* WORK TO BE COMPLETED *
Where the line containing "Query: crab leg" appears in the entries below, begin there and output every line through the last, exactly, minus the pictures.
[[ RECORDS SHOWN open ]]
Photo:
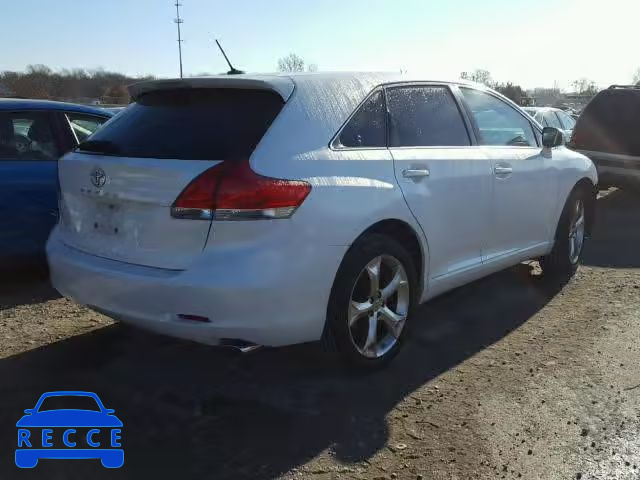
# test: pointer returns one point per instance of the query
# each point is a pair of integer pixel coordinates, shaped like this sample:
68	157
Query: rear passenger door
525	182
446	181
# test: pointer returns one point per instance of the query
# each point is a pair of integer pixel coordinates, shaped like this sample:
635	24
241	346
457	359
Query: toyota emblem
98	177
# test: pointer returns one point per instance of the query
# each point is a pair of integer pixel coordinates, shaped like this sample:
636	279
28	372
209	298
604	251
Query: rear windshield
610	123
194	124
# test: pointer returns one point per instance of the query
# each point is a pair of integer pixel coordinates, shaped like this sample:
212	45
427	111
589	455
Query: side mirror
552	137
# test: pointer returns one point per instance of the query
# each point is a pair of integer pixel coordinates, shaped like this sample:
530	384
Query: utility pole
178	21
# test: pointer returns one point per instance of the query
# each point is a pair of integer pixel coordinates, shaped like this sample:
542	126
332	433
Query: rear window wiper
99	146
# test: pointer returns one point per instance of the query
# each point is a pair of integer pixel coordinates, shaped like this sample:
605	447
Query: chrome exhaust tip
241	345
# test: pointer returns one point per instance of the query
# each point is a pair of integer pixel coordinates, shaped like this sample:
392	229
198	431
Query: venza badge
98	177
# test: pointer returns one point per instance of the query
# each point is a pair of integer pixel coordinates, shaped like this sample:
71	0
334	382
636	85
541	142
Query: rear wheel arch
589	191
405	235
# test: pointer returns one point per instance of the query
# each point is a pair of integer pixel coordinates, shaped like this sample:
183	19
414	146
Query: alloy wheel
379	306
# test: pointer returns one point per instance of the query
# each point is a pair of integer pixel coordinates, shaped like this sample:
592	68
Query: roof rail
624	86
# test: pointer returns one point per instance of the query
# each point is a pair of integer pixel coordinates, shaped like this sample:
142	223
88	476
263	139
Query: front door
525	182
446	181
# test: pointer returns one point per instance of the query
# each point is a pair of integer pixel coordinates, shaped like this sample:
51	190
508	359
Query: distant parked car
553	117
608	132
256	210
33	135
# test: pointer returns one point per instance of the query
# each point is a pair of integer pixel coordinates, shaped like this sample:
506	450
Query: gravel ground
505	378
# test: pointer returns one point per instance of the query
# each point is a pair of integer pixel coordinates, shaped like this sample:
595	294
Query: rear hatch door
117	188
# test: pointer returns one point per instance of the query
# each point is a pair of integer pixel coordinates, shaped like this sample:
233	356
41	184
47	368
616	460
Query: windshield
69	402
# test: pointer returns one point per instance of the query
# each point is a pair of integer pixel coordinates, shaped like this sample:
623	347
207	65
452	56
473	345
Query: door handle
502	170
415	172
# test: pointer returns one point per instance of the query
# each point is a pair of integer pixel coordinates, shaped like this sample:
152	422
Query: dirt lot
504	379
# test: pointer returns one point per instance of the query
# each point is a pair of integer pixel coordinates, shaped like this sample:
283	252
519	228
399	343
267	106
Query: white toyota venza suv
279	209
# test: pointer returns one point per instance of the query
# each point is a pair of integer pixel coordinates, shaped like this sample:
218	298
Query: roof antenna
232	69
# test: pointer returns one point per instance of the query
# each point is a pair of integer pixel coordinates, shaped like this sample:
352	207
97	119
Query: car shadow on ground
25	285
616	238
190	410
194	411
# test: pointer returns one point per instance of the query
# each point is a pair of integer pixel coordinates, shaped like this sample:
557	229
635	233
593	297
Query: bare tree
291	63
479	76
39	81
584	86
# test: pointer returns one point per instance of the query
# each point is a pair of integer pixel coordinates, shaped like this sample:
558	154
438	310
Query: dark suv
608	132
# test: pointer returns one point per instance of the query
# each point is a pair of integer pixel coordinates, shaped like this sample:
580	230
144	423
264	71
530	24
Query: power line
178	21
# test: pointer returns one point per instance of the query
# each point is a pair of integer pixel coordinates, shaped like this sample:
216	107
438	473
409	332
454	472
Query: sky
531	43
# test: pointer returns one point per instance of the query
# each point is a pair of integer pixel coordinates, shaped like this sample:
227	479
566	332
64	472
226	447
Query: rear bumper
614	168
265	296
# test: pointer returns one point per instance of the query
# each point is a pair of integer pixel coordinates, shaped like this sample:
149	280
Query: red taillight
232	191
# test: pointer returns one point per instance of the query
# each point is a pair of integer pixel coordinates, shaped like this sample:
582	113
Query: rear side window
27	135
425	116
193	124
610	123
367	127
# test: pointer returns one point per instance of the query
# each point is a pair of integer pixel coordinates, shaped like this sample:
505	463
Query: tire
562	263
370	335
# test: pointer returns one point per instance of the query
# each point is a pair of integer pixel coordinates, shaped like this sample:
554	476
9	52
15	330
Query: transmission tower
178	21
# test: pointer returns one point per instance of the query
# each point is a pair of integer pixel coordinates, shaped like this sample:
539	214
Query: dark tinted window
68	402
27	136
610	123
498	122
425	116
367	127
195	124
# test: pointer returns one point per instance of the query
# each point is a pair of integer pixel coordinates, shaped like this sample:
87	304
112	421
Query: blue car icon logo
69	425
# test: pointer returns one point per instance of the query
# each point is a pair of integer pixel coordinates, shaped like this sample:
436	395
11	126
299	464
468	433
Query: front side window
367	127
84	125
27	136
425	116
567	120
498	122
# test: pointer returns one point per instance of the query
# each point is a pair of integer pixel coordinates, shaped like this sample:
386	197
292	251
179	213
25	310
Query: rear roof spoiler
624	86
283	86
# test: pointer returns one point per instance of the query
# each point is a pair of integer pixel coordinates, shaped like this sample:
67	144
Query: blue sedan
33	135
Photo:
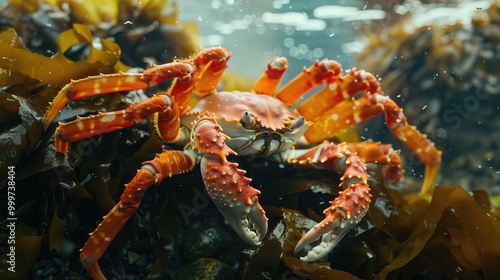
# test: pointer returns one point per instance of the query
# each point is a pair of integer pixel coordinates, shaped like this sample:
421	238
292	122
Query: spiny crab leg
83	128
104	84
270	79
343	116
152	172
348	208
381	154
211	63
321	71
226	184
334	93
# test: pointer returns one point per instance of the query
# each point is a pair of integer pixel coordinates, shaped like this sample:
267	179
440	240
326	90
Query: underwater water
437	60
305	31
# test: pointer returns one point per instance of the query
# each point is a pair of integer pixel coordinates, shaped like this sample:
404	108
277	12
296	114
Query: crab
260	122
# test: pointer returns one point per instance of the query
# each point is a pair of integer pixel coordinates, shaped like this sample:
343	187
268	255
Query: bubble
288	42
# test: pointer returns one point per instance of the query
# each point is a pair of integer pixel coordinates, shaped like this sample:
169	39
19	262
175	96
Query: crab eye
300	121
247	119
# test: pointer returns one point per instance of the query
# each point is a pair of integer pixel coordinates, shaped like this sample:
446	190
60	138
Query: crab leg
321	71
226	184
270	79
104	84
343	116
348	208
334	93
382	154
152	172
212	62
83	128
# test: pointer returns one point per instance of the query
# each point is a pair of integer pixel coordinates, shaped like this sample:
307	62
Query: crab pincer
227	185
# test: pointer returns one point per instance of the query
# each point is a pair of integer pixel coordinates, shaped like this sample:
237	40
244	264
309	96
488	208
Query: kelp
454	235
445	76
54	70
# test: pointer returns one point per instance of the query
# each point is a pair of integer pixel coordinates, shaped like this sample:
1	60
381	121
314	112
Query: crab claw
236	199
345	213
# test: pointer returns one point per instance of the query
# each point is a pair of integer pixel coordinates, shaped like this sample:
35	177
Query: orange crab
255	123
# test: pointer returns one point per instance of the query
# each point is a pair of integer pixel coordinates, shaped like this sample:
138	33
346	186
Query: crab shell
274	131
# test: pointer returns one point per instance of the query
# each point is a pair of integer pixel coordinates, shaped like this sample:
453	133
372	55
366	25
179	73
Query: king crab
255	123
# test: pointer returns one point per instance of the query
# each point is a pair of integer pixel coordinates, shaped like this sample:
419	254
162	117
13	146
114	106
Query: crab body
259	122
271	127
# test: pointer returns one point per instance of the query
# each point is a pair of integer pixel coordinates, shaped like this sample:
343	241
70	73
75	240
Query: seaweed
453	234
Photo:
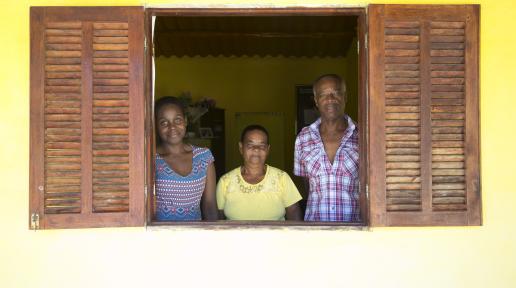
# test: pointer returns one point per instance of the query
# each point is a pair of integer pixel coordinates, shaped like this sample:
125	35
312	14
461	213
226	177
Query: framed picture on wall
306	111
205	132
[[ RECORDS SHOWN closed ]]
* SOLUTION TO THIS EXERCISE *
Query: crab leg
321	71
226	184
270	79
104	84
343	116
348	208
334	93
382	154
152	172
212	62
83	128
# test: pointer returns one point per instance of the query
# each point is a pair of integer pixel coordinates, shaped like this sample:
307	62
Query: crab pincer
227	185
# test: pointer returns one point per instance of the query
# each point is a pair of integer pixel coordinates, shaped like this sample:
237	40
244	264
309	96
488	208
Query: kelp
454	235
445	76
54	70
# test: pointer returns one point per instance of the query
# each point is a pair of integer pixel coordinates, shaped like this sample:
1	60
381	121
314	112
Query: crab claw
236	199
345	213
# test: pointer returns one point per instance of the query
# each point is a pair of integer pixel coordinates, shaped like this sample:
35	177
Query: orange crab
255	123
# test: pointer returns one point per instance of the query
# each point is a pair of integer pixel coordinates, shaped like this sample:
138	33
346	186
Query: crab shell
274	131
# test: pointer returns one point per instance of the query
# each point is a pair of integer pixel coordinates, shaped like this sample:
453	133
372	55
366	25
179	73
Query: king crab
255	123
# test: pointer returns one point per instance of the query
# each point is a pair of integer pixel coordinates, shaped like this sample:
419	254
162	117
13	146
114	106
Query: crab body
259	122
271	127
# test: pointer returns one point per instance of the query
# each point is a pair of integer pixel coordinates, shaped like this sample:
343	241
70	73
75	240
Query: seaweed
453	234
Photo:
# test: pointer returns one point per instance of the query
# each point is a pair of integer pixel coordinates, shaped like this sample:
125	35
312	14
461	213
226	177
Query: framed picture on wall
306	111
205	132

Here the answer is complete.